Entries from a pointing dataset

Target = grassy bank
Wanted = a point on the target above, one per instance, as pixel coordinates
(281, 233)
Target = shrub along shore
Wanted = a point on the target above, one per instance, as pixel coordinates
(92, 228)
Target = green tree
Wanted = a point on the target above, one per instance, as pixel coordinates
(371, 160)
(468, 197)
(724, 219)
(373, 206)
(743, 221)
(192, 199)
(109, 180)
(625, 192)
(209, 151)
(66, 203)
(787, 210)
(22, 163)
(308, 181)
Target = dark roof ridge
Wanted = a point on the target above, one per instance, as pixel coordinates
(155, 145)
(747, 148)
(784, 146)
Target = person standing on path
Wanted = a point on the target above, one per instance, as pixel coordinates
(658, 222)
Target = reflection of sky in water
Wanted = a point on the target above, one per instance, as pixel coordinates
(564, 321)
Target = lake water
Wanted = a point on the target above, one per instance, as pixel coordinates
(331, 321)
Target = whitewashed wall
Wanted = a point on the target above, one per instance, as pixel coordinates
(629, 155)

* **WHAT TO DO**: Reproduce every line of the data above without any changes.

* **IN RESPONSE**:
Target = grassy bank
Wanted = a point on the target above, one per instance, as pixel coordinates
(281, 233)
Target = shrub along shore
Wanted = a point on the target above, one per instance, as pixel coordinates
(92, 228)
Target = green tree
Wanted = a point on the target above, one per instance, as pixel coordinates
(371, 160)
(468, 197)
(724, 219)
(373, 206)
(743, 221)
(192, 199)
(109, 180)
(625, 192)
(209, 151)
(66, 203)
(787, 210)
(22, 163)
(308, 181)
Target = dark roof ridge
Wanted = a point on the target above, one per instance, as pixel coordinates
(155, 145)
(747, 148)
(784, 146)
Target = person standing on path
Wanted = a point on the target above, one per instance, as pixel coordinates
(658, 222)
Target = reflection of sky in water
Wanted = a point on the target above, one per instance, as pixel coordinates
(564, 321)
Target = lake water
Wanted = a point on the target above, one per instance, as pixel coordinates
(331, 321)
Target = whitewashed wall
Wanted = a point on the target above, one per instance, as pixel coordinates
(629, 155)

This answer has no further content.